Given records

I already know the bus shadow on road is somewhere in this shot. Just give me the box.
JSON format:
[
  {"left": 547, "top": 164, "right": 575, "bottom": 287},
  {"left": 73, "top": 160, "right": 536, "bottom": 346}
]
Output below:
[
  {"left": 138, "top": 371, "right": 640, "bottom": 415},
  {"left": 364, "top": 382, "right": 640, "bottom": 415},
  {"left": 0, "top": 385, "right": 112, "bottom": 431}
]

---

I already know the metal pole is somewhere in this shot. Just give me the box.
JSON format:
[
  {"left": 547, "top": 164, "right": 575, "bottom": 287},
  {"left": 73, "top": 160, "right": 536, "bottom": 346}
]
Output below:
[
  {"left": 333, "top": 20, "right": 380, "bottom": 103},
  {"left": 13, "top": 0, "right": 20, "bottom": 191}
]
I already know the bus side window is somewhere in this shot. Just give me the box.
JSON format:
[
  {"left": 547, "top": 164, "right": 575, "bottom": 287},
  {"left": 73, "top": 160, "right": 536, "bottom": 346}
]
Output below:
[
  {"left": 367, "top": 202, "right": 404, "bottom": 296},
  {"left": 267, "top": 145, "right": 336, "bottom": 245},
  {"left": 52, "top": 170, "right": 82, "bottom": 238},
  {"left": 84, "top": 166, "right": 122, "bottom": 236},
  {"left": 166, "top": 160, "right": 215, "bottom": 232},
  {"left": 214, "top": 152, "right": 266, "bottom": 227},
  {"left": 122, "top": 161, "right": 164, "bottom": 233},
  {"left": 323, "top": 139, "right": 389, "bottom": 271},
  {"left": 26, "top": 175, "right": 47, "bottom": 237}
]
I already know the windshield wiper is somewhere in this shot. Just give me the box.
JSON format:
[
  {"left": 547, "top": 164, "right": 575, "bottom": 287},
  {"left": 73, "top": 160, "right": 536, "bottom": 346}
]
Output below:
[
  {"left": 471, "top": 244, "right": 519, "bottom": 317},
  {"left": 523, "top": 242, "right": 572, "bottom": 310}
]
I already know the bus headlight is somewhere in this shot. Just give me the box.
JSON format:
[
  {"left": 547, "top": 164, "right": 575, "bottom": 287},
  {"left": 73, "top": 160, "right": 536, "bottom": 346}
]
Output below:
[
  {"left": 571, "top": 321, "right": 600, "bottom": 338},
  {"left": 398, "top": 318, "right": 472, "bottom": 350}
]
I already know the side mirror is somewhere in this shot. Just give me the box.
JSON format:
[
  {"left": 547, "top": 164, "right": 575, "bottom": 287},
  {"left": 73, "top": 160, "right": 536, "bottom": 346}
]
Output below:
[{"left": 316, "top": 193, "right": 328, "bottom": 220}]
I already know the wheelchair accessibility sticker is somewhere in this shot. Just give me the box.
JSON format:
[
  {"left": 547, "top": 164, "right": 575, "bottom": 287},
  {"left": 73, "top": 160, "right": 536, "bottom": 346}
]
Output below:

What is required
Collect every line of the records above that contains the word "side", copying each one in full.

Solution for this exercise
I already know the bus side window is somewhere in this shot. Just give me the box.
I already know the side mirror is somewhere in this shot. Just give me the box.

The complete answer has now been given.